— Begin Source passage —

For now, we can add this rule:

let x = v1 in e2 --> e2{v1/x}

Variables. Note how the let expression rule eliminates a variable from showing up in the body expression: the variable’s name is replaced by the value that variable should have. So, we should never reach the point of attempting to step a variable name—assuming that the program was well-typed.

Consider OCaml: if we try to evaluate an expression with an unbound variable, what happens? Let’s check utop:

# x;;
Error: Unbound value x

# let y = x in y;;
Error: Unbound value x

It’s an error —a type-checking error— for an expression to contain an unbound variable. Thus, any well-typed expression e will never reach the point of attempting to step a variable name.

As with constants, we therefore don’t need to add any rules for variables. But, for clarity, we could state that x -/->.

9.3.2. Implementing the Single-Step Relation#

It’s easy to turn the above definitions of --> into an OCaml function that pattern matches against AST nodes. In the code below, recall that we have not yet finished defining substitution (i.e., subst); we’ll return to that in the next section.

(** [is_value e] is whether [e] is a value. *)
let is_value : expr -> bool = function
  | Int _ | Bool _ -> true
  | Var _ | Let _ | Binop _ | If _ -> false

(** [subst e v x] is [e{v/x}]. *)
let subst _ _ _ =
  failwith "See next section"

— End Source passage —
— Begin Data records —

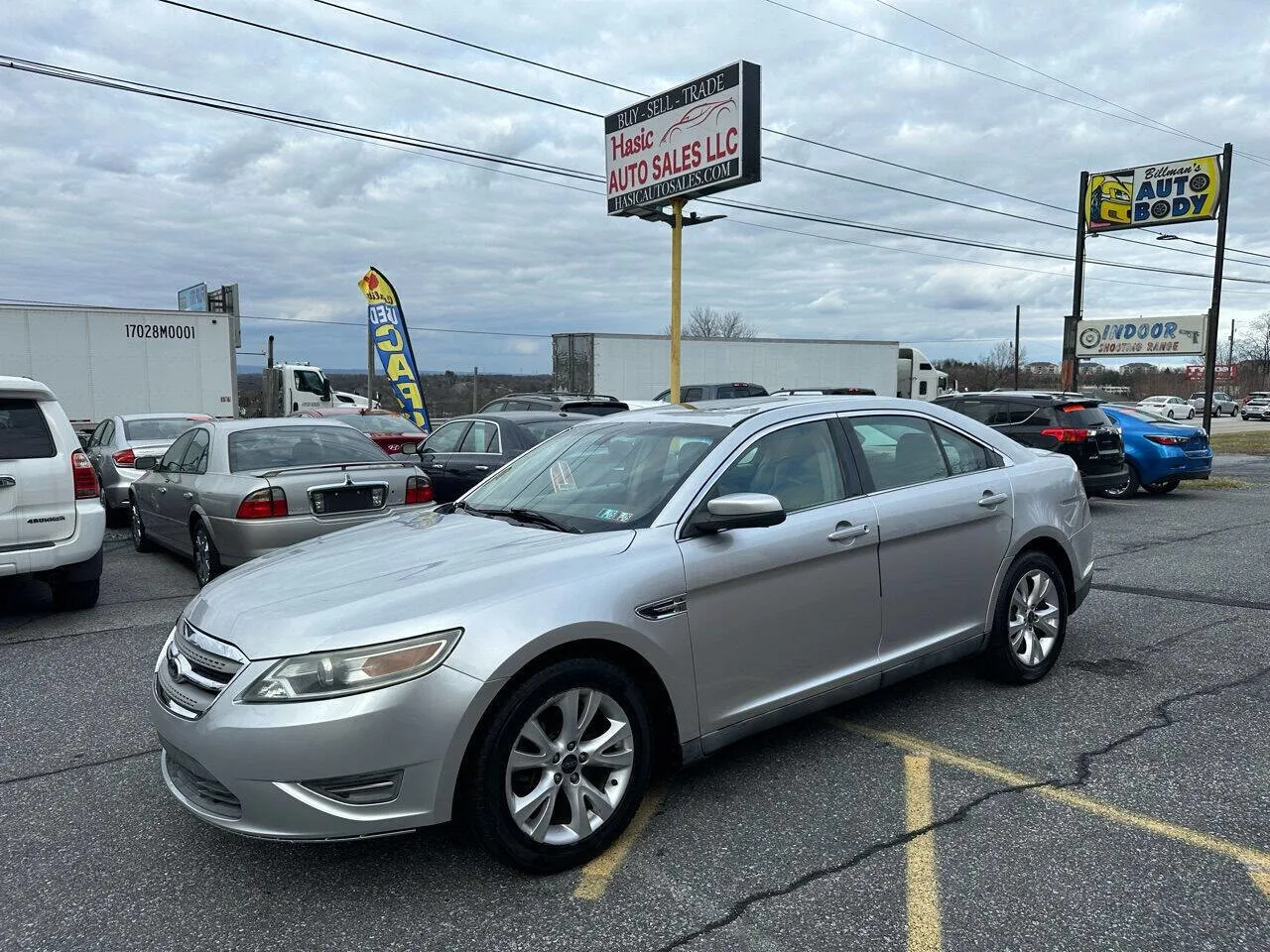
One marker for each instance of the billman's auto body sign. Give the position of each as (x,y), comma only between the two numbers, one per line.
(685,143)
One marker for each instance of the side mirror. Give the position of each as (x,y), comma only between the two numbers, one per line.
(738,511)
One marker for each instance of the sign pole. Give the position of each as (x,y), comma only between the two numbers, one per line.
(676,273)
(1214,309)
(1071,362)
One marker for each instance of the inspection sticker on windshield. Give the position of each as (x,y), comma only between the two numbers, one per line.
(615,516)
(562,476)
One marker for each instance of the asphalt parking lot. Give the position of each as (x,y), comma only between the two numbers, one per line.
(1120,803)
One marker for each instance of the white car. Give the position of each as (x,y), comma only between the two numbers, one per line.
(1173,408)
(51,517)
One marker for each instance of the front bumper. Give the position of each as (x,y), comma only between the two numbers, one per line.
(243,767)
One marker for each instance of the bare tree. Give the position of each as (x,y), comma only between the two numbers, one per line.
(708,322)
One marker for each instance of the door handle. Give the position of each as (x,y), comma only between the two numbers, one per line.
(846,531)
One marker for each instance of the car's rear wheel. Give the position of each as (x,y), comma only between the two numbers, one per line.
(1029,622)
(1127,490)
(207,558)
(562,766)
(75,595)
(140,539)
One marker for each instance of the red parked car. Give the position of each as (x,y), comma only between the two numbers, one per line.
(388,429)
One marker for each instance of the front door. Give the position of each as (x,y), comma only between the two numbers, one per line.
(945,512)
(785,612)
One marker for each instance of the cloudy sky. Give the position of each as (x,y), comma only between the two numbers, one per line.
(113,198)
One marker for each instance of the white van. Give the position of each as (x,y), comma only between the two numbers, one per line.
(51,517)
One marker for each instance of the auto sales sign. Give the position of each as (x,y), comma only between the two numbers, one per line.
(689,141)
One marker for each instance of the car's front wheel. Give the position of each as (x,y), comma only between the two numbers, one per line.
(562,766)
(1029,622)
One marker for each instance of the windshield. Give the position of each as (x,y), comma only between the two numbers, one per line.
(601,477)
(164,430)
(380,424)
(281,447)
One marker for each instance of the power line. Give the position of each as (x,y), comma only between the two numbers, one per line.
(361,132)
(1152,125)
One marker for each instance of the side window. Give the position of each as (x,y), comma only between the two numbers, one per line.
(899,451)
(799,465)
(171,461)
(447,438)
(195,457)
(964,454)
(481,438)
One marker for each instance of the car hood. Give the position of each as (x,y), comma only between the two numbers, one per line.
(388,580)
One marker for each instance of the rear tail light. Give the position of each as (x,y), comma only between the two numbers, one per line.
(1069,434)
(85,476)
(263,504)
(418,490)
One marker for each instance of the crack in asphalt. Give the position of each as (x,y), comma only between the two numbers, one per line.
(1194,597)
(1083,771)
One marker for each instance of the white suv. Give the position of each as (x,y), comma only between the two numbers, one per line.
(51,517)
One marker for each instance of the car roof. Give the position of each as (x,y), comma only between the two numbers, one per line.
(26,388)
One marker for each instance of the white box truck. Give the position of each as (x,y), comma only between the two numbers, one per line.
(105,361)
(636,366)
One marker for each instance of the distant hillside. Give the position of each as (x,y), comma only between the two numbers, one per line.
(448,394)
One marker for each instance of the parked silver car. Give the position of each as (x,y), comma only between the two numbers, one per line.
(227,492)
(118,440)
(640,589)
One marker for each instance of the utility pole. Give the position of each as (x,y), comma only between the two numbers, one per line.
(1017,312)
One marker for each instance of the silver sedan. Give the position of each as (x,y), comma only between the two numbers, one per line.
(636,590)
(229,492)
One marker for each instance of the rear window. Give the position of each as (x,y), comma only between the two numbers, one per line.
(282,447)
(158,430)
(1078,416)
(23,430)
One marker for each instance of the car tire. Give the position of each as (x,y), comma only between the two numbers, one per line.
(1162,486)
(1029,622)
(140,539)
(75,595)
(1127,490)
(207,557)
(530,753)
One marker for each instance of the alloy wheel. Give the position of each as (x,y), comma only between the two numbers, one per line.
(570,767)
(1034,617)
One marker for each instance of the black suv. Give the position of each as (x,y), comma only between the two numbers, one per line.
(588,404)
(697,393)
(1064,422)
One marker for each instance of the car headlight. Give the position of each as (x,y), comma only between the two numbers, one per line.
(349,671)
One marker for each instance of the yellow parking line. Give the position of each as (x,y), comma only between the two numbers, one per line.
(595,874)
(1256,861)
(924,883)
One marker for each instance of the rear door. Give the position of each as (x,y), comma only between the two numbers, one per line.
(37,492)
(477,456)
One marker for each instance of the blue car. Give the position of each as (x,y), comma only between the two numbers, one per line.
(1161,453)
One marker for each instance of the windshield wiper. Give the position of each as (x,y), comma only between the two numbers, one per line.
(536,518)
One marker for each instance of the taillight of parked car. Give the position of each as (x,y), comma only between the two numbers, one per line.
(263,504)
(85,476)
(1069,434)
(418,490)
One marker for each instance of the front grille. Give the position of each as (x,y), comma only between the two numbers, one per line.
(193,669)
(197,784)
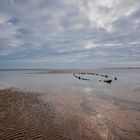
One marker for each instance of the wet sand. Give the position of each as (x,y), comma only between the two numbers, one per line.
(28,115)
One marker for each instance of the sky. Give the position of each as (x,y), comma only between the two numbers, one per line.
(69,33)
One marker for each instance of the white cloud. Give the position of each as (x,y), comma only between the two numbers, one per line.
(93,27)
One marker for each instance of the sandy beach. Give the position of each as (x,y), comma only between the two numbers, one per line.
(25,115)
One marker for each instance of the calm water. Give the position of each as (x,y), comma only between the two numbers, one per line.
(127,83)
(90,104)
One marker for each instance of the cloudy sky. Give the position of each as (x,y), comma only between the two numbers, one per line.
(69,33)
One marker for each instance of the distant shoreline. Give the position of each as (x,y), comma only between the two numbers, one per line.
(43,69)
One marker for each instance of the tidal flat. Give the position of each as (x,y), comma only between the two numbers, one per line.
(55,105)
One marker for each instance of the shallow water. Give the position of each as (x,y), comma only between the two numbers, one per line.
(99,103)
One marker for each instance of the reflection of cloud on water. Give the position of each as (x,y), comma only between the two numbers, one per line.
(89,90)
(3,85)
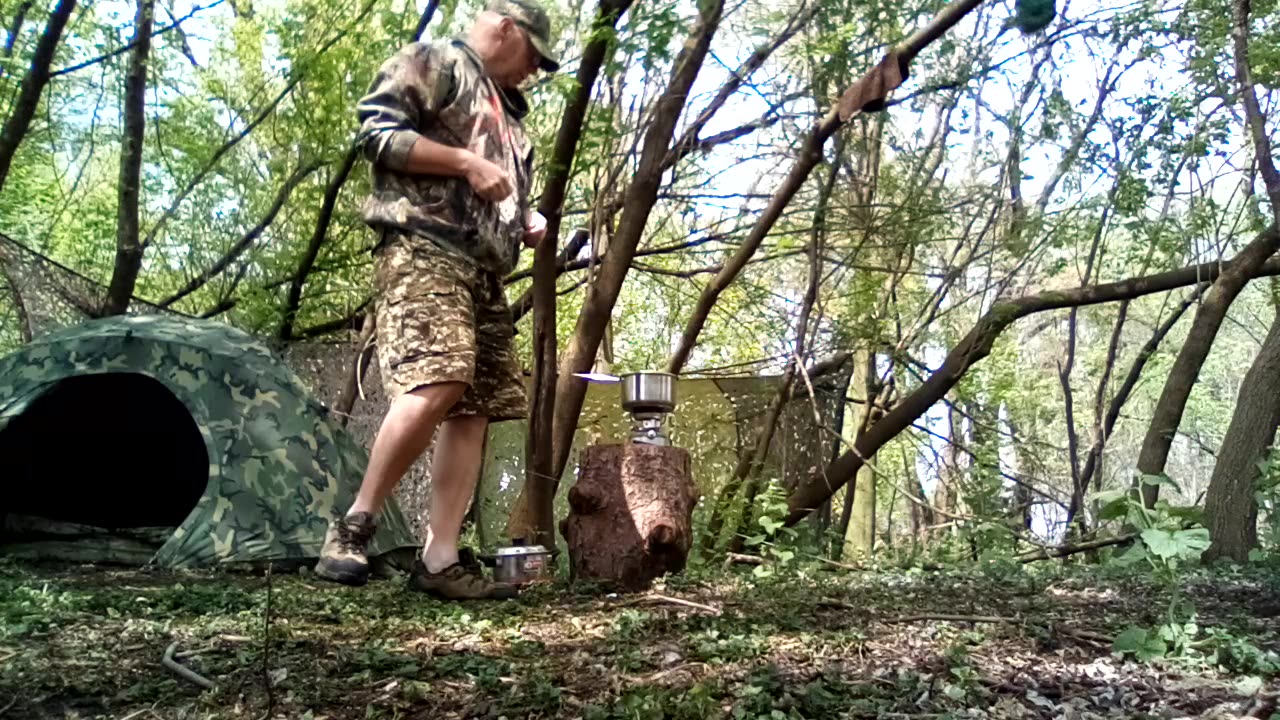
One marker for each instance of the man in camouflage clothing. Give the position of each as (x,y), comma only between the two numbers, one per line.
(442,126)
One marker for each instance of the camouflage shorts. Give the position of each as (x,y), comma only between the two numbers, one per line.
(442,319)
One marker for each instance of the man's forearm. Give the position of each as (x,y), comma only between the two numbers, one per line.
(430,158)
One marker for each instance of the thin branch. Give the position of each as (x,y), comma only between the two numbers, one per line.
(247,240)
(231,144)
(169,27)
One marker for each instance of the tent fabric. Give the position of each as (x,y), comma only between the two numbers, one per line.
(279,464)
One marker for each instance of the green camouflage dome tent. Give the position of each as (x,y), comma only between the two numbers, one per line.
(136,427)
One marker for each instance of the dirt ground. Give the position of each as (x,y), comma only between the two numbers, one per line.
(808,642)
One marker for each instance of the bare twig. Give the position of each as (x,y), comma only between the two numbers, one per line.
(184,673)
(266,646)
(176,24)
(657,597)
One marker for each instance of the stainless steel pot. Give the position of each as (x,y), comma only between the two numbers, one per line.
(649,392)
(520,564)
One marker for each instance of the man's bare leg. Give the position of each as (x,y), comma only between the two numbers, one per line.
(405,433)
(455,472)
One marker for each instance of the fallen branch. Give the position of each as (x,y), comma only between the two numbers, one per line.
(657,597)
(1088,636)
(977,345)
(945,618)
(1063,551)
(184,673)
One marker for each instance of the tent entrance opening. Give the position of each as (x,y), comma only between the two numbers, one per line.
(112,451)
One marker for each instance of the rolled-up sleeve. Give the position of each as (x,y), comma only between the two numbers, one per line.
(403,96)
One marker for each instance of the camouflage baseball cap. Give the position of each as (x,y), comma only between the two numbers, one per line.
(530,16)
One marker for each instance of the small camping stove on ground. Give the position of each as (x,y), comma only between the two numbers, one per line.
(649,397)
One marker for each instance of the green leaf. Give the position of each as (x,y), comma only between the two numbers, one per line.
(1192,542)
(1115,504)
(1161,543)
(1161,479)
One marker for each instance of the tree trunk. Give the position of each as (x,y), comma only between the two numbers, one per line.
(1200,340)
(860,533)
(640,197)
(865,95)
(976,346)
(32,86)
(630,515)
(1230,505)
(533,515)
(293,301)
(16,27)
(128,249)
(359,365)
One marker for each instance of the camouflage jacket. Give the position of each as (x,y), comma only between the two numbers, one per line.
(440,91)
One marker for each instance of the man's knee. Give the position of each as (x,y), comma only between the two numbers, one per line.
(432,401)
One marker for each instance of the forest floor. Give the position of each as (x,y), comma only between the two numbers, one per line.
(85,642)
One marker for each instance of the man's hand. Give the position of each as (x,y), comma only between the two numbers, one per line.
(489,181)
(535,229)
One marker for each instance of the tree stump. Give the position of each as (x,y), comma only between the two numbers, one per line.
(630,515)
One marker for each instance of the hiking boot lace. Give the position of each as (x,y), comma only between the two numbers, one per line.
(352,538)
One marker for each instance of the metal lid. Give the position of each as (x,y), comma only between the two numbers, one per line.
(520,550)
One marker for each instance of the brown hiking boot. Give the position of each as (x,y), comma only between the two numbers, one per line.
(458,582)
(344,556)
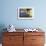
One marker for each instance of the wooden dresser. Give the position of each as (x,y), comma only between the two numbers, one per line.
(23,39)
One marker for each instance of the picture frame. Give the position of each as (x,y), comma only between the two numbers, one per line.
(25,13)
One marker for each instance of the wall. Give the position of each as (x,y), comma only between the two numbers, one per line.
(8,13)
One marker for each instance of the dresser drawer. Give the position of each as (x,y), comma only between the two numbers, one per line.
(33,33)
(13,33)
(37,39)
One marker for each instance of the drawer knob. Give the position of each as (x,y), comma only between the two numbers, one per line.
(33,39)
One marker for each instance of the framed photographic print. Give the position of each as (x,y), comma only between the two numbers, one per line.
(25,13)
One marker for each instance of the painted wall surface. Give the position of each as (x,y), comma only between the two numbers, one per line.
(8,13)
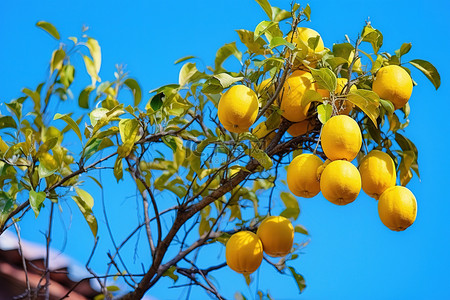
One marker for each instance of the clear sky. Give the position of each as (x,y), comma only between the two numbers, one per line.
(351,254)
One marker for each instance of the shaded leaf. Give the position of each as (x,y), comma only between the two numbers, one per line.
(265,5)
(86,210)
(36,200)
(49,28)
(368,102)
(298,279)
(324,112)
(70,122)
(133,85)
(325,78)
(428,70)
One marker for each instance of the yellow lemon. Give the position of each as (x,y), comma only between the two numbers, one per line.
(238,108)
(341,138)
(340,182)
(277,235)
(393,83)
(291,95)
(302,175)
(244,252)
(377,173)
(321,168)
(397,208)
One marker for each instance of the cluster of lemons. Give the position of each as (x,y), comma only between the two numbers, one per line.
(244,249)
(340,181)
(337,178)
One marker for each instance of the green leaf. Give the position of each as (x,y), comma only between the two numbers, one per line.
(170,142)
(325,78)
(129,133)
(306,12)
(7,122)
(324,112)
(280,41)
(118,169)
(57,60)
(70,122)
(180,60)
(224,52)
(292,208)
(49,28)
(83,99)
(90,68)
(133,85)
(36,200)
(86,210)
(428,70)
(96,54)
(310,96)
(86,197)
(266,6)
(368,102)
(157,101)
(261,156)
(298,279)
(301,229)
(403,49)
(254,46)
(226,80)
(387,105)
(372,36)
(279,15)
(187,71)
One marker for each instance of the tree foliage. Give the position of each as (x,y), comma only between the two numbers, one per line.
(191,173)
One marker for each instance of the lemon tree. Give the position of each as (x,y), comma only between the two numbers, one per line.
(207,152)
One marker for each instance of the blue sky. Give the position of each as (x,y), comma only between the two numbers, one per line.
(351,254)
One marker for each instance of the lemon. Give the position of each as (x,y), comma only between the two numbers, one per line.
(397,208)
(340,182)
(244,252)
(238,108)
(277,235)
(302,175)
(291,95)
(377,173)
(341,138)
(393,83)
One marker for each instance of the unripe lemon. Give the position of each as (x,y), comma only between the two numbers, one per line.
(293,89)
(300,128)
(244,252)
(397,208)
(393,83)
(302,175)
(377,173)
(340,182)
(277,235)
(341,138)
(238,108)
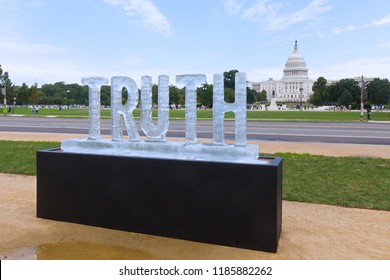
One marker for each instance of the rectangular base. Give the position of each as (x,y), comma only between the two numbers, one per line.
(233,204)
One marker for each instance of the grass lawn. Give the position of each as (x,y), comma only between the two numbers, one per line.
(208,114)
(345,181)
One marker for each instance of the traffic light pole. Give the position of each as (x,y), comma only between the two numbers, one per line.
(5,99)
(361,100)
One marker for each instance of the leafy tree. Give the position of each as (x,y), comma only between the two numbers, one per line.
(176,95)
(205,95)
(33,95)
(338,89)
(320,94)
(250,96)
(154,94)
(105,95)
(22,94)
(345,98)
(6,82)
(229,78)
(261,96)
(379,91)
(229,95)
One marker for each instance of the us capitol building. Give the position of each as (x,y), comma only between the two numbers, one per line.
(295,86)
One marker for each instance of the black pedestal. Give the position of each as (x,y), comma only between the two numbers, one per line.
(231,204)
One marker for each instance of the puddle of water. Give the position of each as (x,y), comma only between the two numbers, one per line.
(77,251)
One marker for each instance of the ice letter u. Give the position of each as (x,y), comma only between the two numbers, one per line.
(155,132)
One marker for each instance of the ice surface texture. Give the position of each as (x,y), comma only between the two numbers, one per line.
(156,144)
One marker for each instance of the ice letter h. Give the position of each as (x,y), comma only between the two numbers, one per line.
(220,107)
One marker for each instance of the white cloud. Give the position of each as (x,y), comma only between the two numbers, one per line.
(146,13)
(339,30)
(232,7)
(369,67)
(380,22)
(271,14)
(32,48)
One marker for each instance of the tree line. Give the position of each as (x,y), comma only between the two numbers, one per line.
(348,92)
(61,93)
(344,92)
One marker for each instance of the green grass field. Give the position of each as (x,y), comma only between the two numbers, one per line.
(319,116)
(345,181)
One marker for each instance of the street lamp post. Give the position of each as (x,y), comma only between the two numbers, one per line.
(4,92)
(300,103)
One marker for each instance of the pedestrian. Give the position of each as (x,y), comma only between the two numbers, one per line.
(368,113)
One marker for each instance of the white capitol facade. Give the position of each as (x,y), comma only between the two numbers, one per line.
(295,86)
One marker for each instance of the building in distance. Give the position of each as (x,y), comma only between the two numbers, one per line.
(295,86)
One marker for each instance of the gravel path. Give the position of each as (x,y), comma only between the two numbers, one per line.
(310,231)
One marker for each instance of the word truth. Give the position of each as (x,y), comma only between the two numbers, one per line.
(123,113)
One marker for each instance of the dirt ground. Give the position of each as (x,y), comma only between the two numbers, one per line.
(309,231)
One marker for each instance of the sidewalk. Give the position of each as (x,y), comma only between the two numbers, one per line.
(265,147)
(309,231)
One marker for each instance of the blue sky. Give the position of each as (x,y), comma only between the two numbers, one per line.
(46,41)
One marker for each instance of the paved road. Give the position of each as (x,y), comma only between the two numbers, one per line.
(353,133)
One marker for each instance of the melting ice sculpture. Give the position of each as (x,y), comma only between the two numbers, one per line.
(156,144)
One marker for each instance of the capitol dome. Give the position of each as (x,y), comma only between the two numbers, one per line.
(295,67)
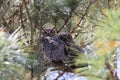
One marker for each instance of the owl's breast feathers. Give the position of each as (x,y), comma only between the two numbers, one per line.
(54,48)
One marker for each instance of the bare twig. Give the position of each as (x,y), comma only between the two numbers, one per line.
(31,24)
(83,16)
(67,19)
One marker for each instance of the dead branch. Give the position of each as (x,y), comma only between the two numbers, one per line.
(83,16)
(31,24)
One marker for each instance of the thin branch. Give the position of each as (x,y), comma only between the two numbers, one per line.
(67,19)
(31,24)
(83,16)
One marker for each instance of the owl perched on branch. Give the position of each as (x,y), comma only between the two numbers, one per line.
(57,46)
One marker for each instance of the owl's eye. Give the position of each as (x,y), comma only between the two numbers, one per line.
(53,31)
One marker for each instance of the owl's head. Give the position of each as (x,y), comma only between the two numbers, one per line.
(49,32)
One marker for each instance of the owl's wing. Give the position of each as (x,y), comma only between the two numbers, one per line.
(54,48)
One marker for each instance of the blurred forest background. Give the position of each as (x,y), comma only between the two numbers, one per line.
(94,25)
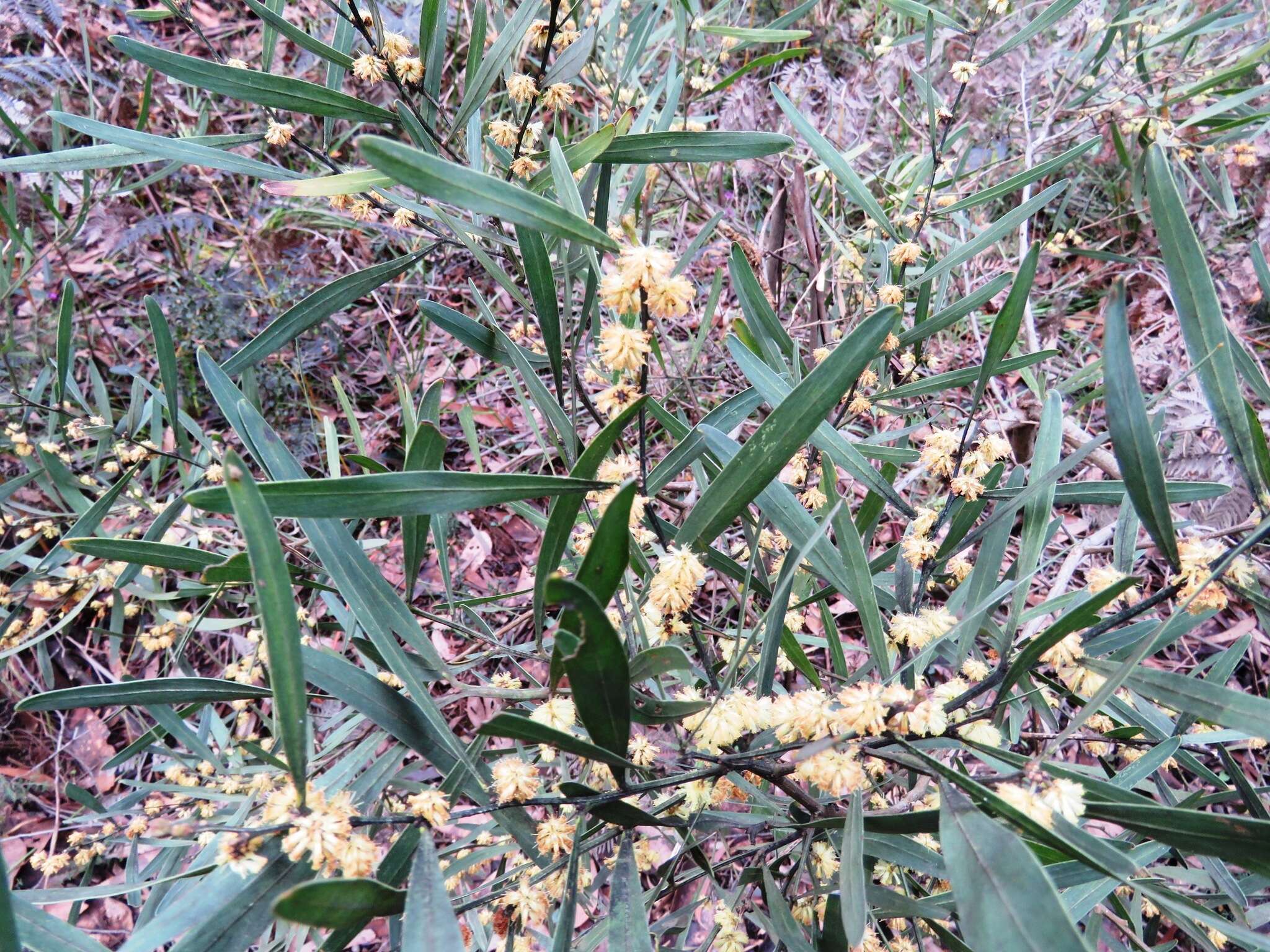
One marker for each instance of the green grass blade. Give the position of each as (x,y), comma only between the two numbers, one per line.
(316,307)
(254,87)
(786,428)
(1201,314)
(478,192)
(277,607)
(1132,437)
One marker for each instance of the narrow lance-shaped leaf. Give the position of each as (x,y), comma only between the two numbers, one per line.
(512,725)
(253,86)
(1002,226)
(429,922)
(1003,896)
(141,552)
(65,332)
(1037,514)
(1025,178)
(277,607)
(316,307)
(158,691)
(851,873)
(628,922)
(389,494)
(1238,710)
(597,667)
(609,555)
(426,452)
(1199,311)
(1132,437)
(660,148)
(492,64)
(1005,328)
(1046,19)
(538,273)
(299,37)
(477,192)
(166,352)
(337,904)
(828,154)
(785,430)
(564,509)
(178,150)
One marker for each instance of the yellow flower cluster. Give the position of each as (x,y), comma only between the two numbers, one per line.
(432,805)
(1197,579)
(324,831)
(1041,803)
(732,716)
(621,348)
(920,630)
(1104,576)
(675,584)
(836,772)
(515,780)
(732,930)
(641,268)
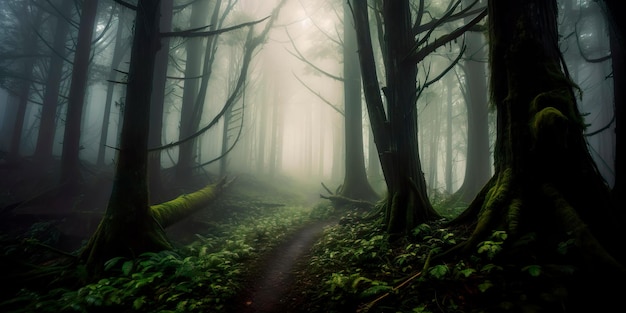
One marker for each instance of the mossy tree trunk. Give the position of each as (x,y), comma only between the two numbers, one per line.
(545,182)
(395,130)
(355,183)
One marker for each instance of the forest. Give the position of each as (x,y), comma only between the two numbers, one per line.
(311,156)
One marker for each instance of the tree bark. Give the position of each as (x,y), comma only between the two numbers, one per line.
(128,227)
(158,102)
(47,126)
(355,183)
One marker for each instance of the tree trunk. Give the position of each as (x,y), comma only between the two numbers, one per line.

— End Data records —

Directive 1:
Answer from the passage on OCaml evaluation:
(a) What error does utop report for the input "# x;;"?
(b) What does is_value return for an expression matching "Int _ | Bool _"?
(c) What string does subst pass to failwith?
Directive 2:
Count the lines in the rows that contain the word "wall". Give only the number.
The passage and the rows come from unrelated sources.

Expected output 1:
(a) Error: Unbound value x
(b) true
(c) "See next section"

Expected output 2:
2